→ **Task directions**: List every line of the records below that contains the string "headlight", matching case exactly.
--- start Task input ---
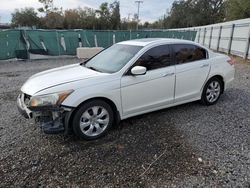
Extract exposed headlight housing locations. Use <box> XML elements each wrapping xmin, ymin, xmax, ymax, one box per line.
<box><xmin>28</xmin><ymin>90</ymin><xmax>73</xmax><ymax>108</ymax></box>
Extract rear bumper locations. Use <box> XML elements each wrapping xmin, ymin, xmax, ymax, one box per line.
<box><xmin>17</xmin><ymin>94</ymin><xmax>73</xmax><ymax>134</ymax></box>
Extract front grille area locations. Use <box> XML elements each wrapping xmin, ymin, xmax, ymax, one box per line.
<box><xmin>23</xmin><ymin>93</ymin><xmax>31</xmax><ymax>106</ymax></box>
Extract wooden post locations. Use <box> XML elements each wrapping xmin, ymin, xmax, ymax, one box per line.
<box><xmin>227</xmin><ymin>24</ymin><xmax>235</xmax><ymax>54</ymax></box>
<box><xmin>244</xmin><ymin>24</ymin><xmax>250</xmax><ymax>59</ymax></box>
<box><xmin>216</xmin><ymin>25</ymin><xmax>222</xmax><ymax>52</ymax></box>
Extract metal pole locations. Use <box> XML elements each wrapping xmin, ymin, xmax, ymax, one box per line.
<box><xmin>198</xmin><ymin>28</ymin><xmax>201</xmax><ymax>43</ymax></box>
<box><xmin>216</xmin><ymin>25</ymin><xmax>222</xmax><ymax>51</ymax></box>
<box><xmin>227</xmin><ymin>24</ymin><xmax>235</xmax><ymax>54</ymax></box>
<box><xmin>244</xmin><ymin>24</ymin><xmax>250</xmax><ymax>59</ymax></box>
<box><xmin>202</xmin><ymin>28</ymin><xmax>207</xmax><ymax>45</ymax></box>
<box><xmin>208</xmin><ymin>26</ymin><xmax>213</xmax><ymax>48</ymax></box>
<box><xmin>135</xmin><ymin>0</ymin><xmax>143</xmax><ymax>30</ymax></box>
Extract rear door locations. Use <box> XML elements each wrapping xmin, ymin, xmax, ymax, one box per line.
<box><xmin>173</xmin><ymin>44</ymin><xmax>210</xmax><ymax>102</ymax></box>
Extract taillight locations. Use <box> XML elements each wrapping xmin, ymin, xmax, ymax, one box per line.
<box><xmin>227</xmin><ymin>58</ymin><xmax>236</xmax><ymax>65</ymax></box>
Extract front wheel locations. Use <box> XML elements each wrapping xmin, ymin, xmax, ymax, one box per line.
<box><xmin>201</xmin><ymin>77</ymin><xmax>222</xmax><ymax>105</ymax></box>
<box><xmin>73</xmin><ymin>100</ymin><xmax>114</xmax><ymax>140</ymax></box>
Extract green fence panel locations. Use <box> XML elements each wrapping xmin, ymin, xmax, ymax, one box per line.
<box><xmin>0</xmin><ymin>30</ymin><xmax>28</xmax><ymax>60</ymax></box>
<box><xmin>0</xmin><ymin>30</ymin><xmax>196</xmax><ymax>60</ymax></box>
<box><xmin>26</xmin><ymin>30</ymin><xmax>63</xmax><ymax>55</ymax></box>
<box><xmin>58</xmin><ymin>31</ymin><xmax>79</xmax><ymax>55</ymax></box>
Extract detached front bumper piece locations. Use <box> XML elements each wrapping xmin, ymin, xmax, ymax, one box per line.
<box><xmin>17</xmin><ymin>94</ymin><xmax>73</xmax><ymax>134</ymax></box>
<box><xmin>17</xmin><ymin>93</ymin><xmax>32</xmax><ymax>119</ymax></box>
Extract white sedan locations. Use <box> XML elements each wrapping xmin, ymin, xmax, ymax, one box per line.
<box><xmin>17</xmin><ymin>38</ymin><xmax>235</xmax><ymax>140</ymax></box>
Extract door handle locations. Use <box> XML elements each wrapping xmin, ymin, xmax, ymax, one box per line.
<box><xmin>200</xmin><ymin>63</ymin><xmax>209</xmax><ymax>68</ymax></box>
<box><xmin>163</xmin><ymin>72</ymin><xmax>174</xmax><ymax>77</ymax></box>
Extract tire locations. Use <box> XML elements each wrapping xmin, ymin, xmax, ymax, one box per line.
<box><xmin>201</xmin><ymin>77</ymin><xmax>223</xmax><ymax>105</ymax></box>
<box><xmin>72</xmin><ymin>100</ymin><xmax>114</xmax><ymax>140</ymax></box>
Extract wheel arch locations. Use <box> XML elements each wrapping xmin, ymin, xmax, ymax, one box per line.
<box><xmin>206</xmin><ymin>74</ymin><xmax>225</xmax><ymax>93</ymax></box>
<box><xmin>64</xmin><ymin>97</ymin><xmax>121</xmax><ymax>134</ymax></box>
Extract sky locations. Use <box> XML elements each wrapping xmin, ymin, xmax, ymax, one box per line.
<box><xmin>0</xmin><ymin>0</ymin><xmax>174</xmax><ymax>23</ymax></box>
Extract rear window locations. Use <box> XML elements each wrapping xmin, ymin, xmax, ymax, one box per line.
<box><xmin>173</xmin><ymin>44</ymin><xmax>207</xmax><ymax>64</ymax></box>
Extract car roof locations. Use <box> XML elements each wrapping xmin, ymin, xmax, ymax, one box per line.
<box><xmin>118</xmin><ymin>38</ymin><xmax>196</xmax><ymax>46</ymax></box>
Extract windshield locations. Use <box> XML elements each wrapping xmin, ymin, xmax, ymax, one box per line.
<box><xmin>85</xmin><ymin>44</ymin><xmax>142</xmax><ymax>73</ymax></box>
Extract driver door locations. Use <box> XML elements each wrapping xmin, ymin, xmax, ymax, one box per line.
<box><xmin>121</xmin><ymin>45</ymin><xmax>175</xmax><ymax>116</ymax></box>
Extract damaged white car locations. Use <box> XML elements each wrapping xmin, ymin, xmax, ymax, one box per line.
<box><xmin>17</xmin><ymin>39</ymin><xmax>235</xmax><ymax>140</ymax></box>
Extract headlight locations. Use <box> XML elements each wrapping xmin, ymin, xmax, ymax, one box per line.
<box><xmin>29</xmin><ymin>90</ymin><xmax>73</xmax><ymax>107</ymax></box>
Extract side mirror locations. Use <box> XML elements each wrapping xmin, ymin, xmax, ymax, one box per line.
<box><xmin>131</xmin><ymin>66</ymin><xmax>147</xmax><ymax>75</ymax></box>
--- end Task input ---
→ **Written response**:
Extract exposed headlight housing locations. Use <box> XML elements each wrapping xmin, ymin, xmax, ymax, one box per line.
Extract headlight locations. Use <box> XML elements each wrapping xmin, ymin, xmax, ymax, one box per line.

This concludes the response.